::: Excerpt provided :::

From owner-freebsd-hackers@FreeBSD.ORG  Sat Jul 10 15:31:27 2010
Return-Path: <owner-freebsd-hackers@FreeBSD.ORG>
Delivered-To: hackers@freebsd.org
Received: from mx1.freebsd.org (mx1.freebsd.org [IPv6:2001:4f8:fff6::34])
	by hub.freebsd.org (Postfix) with ESMTP id 8A73C106566C
	for <hackers@freebsd.org>; Sat, 10 Jul 2010 15:31:27 +0000 (UTC)
	(envelope-from babkin@verizon.net)
Received: from vms173019pub.verizon.net (vms173019pub.verizon.net
	[206.46.173.19])
	by mx1.freebsd.org (Postfix) with ESMTP id 6EADA8FC14
	for <hackers@freebsd.org>; Sat, 10 Jul 2010 15:31:27 +0000 (UTC)
Received: from verizon.net ([unknown] [173.54.27.21])
	by vms173019.mailsrvcs.net
	(Sun Java(tm) System Messaging Server 7u2-7.02 32bit (built Apr 16
	2009)) with ESMTPA id <0L5C00LMNLS1B4VX@vms173019.mailsrvcs.net> for
	hackers@freebsd.org; Sat, 10 Jul 2010 10:31:16 -0500 (CDT)
Sender: root
Message-id: <4C386208.291D2FB5@verizon.net>
Date: Sat, 10 Jul 2010 08:05:29 -0400
From: Sergey Babkin <babkin@verizon.net>
X-Mailer: Mozilla 4.7 [en] (X11; U; FreeBSD 4.7-RELEASE i386)

:::

# Given problem 1
From the email headers, extract the passage from "Received: from verizon.net" to "10:31:16 -0500 (CDT)".
# Given problem 2
Answer these questions about the email headers:
(a) Which name and address appear on the "From:" line?
(b) What date and time does the "Date:" line give?
(c) Which mailer does the "X-Mailer:" line name?
# Given problem 3
Write a continuation of the email headers, picking up after the "X-Mailer:" line.
The material is not needed for any of this work.

::: Listing :::

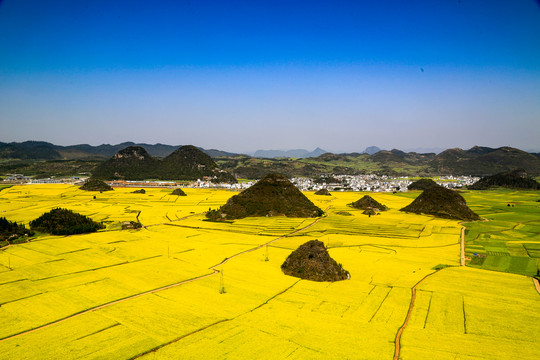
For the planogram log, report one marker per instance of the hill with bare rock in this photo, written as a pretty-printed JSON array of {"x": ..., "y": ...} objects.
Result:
[
  {"x": 186, "y": 163},
  {"x": 96, "y": 185},
  {"x": 131, "y": 163},
  {"x": 190, "y": 163},
  {"x": 368, "y": 203},
  {"x": 422, "y": 184},
  {"x": 517, "y": 179},
  {"x": 441, "y": 202},
  {"x": 274, "y": 195},
  {"x": 311, "y": 261}
]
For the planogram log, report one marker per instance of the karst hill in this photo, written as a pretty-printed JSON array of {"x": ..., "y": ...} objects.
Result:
[
  {"x": 186, "y": 163},
  {"x": 274, "y": 195},
  {"x": 422, "y": 184},
  {"x": 517, "y": 179},
  {"x": 368, "y": 203},
  {"x": 441, "y": 202},
  {"x": 311, "y": 261}
]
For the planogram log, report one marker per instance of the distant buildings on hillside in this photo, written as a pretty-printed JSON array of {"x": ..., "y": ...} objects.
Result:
[{"x": 374, "y": 183}]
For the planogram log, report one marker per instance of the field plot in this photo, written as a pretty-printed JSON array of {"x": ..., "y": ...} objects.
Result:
[
  {"x": 185, "y": 288},
  {"x": 510, "y": 240}
]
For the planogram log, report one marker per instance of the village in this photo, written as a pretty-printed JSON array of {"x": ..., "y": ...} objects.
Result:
[{"x": 372, "y": 182}]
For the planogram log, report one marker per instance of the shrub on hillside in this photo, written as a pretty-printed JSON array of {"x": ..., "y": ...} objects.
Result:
[
  {"x": 11, "y": 232},
  {"x": 64, "y": 222}
]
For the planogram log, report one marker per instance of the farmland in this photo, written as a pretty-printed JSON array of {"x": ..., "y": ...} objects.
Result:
[{"x": 182, "y": 287}]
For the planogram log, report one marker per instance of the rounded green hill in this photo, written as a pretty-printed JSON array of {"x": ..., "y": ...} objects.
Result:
[
  {"x": 311, "y": 261},
  {"x": 274, "y": 195},
  {"x": 441, "y": 202}
]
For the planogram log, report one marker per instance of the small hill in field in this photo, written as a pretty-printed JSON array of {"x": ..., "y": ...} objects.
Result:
[
  {"x": 274, "y": 195},
  {"x": 185, "y": 163},
  {"x": 131, "y": 163},
  {"x": 441, "y": 202},
  {"x": 517, "y": 179},
  {"x": 11, "y": 232},
  {"x": 64, "y": 222},
  {"x": 311, "y": 261},
  {"x": 178, "y": 192},
  {"x": 190, "y": 163},
  {"x": 96, "y": 185},
  {"x": 422, "y": 184},
  {"x": 368, "y": 203},
  {"x": 323, "y": 192}
]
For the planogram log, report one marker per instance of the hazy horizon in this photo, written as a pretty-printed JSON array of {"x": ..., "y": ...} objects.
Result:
[{"x": 241, "y": 76}]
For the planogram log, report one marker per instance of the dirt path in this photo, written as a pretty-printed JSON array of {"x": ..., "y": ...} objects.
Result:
[
  {"x": 462, "y": 255},
  {"x": 409, "y": 313},
  {"x": 536, "y": 284},
  {"x": 214, "y": 272}
]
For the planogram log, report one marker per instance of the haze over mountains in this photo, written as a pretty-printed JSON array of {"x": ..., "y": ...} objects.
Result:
[{"x": 477, "y": 161}]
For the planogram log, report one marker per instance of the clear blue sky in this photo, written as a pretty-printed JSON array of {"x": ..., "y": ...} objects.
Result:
[{"x": 247, "y": 75}]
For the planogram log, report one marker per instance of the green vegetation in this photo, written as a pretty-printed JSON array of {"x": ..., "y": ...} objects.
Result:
[
  {"x": 443, "y": 203},
  {"x": 178, "y": 192},
  {"x": 47, "y": 169},
  {"x": 510, "y": 240},
  {"x": 475, "y": 161},
  {"x": 274, "y": 195},
  {"x": 186, "y": 163},
  {"x": 311, "y": 261},
  {"x": 96, "y": 185},
  {"x": 516, "y": 179},
  {"x": 368, "y": 203},
  {"x": 60, "y": 221},
  {"x": 12, "y": 233}
]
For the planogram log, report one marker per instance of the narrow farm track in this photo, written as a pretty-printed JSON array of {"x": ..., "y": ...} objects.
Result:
[
  {"x": 462, "y": 255},
  {"x": 214, "y": 272},
  {"x": 409, "y": 313},
  {"x": 213, "y": 324},
  {"x": 536, "y": 284}
]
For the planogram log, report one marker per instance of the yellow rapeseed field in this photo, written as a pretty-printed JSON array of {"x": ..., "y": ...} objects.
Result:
[{"x": 186, "y": 288}]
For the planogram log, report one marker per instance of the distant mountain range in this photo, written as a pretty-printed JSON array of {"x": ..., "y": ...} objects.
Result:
[
  {"x": 41, "y": 150},
  {"x": 297, "y": 153},
  {"x": 479, "y": 161},
  {"x": 185, "y": 163}
]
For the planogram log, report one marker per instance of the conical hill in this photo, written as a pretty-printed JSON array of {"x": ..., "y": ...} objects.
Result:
[
  {"x": 131, "y": 163},
  {"x": 311, "y": 261},
  {"x": 422, "y": 184},
  {"x": 368, "y": 203},
  {"x": 274, "y": 195},
  {"x": 441, "y": 202}
]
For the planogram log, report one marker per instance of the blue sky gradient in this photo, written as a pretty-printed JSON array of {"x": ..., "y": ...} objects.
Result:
[{"x": 244, "y": 75}]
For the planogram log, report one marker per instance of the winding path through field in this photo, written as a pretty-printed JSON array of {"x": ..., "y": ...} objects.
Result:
[
  {"x": 214, "y": 272},
  {"x": 536, "y": 284},
  {"x": 462, "y": 255},
  {"x": 409, "y": 313}
]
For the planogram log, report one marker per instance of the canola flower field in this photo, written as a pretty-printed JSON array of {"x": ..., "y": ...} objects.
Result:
[{"x": 186, "y": 288}]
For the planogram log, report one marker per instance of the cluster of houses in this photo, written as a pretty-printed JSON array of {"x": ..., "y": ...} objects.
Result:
[{"x": 374, "y": 183}]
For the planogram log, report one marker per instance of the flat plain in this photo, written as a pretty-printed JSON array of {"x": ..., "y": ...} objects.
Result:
[{"x": 186, "y": 288}]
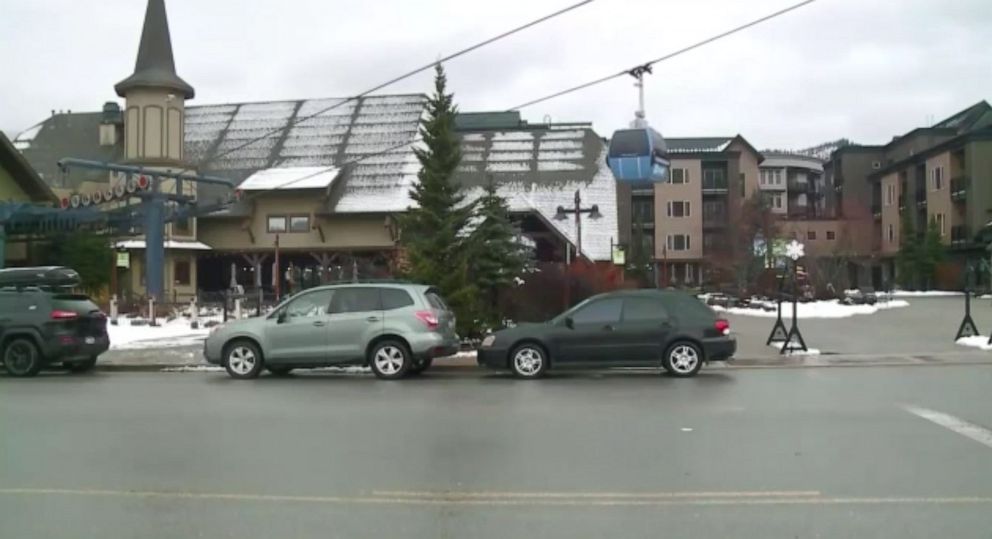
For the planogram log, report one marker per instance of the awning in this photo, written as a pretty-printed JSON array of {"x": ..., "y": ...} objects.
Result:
[{"x": 170, "y": 244}]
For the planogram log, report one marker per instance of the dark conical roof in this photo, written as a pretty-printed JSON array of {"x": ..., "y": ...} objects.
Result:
[{"x": 155, "y": 67}]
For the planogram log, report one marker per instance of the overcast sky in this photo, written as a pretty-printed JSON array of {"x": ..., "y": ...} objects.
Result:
[{"x": 861, "y": 69}]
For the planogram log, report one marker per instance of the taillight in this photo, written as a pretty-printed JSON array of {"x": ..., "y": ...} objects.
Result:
[
  {"x": 722, "y": 326},
  {"x": 428, "y": 318}
]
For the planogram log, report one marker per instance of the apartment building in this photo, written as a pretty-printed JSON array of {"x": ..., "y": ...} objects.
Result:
[{"x": 940, "y": 174}]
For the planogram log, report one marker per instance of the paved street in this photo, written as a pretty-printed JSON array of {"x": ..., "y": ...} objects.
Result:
[{"x": 880, "y": 452}]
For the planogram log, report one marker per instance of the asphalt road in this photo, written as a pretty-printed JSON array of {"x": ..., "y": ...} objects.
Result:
[{"x": 829, "y": 452}]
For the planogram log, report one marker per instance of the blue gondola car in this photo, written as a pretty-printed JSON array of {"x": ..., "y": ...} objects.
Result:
[{"x": 638, "y": 155}]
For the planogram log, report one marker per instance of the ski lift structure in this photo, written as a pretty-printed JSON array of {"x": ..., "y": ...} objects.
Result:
[{"x": 638, "y": 155}]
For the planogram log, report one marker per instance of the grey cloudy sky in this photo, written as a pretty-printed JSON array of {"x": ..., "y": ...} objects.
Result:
[{"x": 861, "y": 69}]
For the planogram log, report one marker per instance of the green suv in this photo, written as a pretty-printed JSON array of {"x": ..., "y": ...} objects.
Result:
[{"x": 394, "y": 328}]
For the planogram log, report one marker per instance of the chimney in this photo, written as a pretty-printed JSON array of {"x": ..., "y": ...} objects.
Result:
[{"x": 111, "y": 124}]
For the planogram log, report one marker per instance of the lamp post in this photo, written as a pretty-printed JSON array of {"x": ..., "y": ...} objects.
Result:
[{"x": 577, "y": 210}]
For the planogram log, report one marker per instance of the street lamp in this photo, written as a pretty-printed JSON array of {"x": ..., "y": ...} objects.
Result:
[{"x": 578, "y": 210}]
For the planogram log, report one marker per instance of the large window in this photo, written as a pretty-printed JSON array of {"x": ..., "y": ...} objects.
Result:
[
  {"x": 678, "y": 208},
  {"x": 606, "y": 311},
  {"x": 181, "y": 272},
  {"x": 355, "y": 300},
  {"x": 299, "y": 223},
  {"x": 678, "y": 242},
  {"x": 276, "y": 224},
  {"x": 309, "y": 305}
]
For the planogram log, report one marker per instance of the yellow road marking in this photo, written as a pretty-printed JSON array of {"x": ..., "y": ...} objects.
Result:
[{"x": 734, "y": 499}]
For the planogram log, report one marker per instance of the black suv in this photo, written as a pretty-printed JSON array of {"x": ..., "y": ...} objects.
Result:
[{"x": 43, "y": 322}]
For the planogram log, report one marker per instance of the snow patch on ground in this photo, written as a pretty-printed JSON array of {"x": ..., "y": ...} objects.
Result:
[
  {"x": 977, "y": 341},
  {"x": 797, "y": 351},
  {"x": 178, "y": 332},
  {"x": 816, "y": 309},
  {"x": 924, "y": 294}
]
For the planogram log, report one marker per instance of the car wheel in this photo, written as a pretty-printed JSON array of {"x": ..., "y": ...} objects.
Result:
[
  {"x": 82, "y": 366},
  {"x": 420, "y": 366},
  {"x": 390, "y": 360},
  {"x": 529, "y": 361},
  {"x": 683, "y": 359},
  {"x": 243, "y": 360},
  {"x": 21, "y": 357}
]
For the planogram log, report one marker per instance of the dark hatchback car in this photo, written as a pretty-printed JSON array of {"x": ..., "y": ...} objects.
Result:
[
  {"x": 664, "y": 328},
  {"x": 43, "y": 322}
]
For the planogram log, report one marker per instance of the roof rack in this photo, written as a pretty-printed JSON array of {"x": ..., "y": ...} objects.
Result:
[{"x": 42, "y": 277}]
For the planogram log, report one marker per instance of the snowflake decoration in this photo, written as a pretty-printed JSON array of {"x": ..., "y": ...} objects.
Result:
[{"x": 795, "y": 250}]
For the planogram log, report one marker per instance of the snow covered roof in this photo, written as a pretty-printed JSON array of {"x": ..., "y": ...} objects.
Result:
[
  {"x": 169, "y": 244},
  {"x": 538, "y": 169},
  {"x": 290, "y": 178}
]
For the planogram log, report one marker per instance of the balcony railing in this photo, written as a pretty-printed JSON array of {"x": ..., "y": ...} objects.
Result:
[
  {"x": 959, "y": 187},
  {"x": 714, "y": 186},
  {"x": 960, "y": 236}
]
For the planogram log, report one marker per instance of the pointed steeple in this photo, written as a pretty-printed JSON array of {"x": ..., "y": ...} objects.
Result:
[{"x": 155, "y": 67}]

:::

# Final result 1
Received: from verizon.net ([unknown] [173.54.27.21])
	by vms173019.mailsrvcs.net
	(Sun Java(tm) System Messaging Server 7u2-7.02 32bit (built Apr 16
	2009)) with ESMTPA id <0L5C00LMNLS1B4VX@vms173019.mailsrvcs.net> for
	hackers@freebsd.org; Sat, 10 Jul 2010 10:31:16 -0500 (CDT)

# Final result 2
(a) Sergey Babkin <babkin@verizon.net>
(b) Sat, 10 Jul 2010 08:05:29 -0400
(c) Mozilla 4.7 [en] (X11; U; FreeBSD 4.7-RELEASE i386)

# Final result 3
X-Accept-Language: en, ru
MIME-version: 1.0
To: hackers@freebsd.org
Content-type: text/plain; charset=us-ascii
Content-transfer-encoding: 7bit
X-Mailman-Approved-At: Mon, 12 Jul 2010 11:07:51 +0000
Cc: 
Subject: TCP over UDP
X-BeenThere: freebsd-hackers@freebsd.org
X-Mailman-Version: 2.1.5
Precedence: list
List-Id: Technical Discussions relating to FreeBSD
	<freebsd-hackers.freebsd.org>
List-Unsubscribe: <http://lists.freebsd.org/mailman/listinfo/freebsd-hackers>, 
	<mailto:freebsd-hackers-request@freebsd.org?subject=unsubscribe>
List-Archive: <http://lists.freebsd.org/pipermail/freebsd-hackers>
List-Post: <mailto:freebsd-hackers@freebsd.org>
List-Help: <mailto:freebsd-hackers-request@freebsd.org?subject=help>
List-Subscribe: <http://lists.freebsd.org/mailman/listinfo/freebsd-hackers>,
	<mailto:freebsd-hackers-request@freebsd.org?subject=subscribe>
X-List-Received-Date: Sat, 10 Jul 2010 15:31:27 -0000

Hi guys,

I've got this idea, and I wonder if anyone has done it already,
and if not then why. The idea is to put the TCP logic over UDP.

I've done some googling and all I've found is some academical
user-space implementations of TCP that actually try to interoperate
with "real" TCP. What I'm thinking about is different. It's
to use the TCP-derived logic as a portable library that would
do the good flow control, retransmitting, delivery confirmations 
etc over UDP.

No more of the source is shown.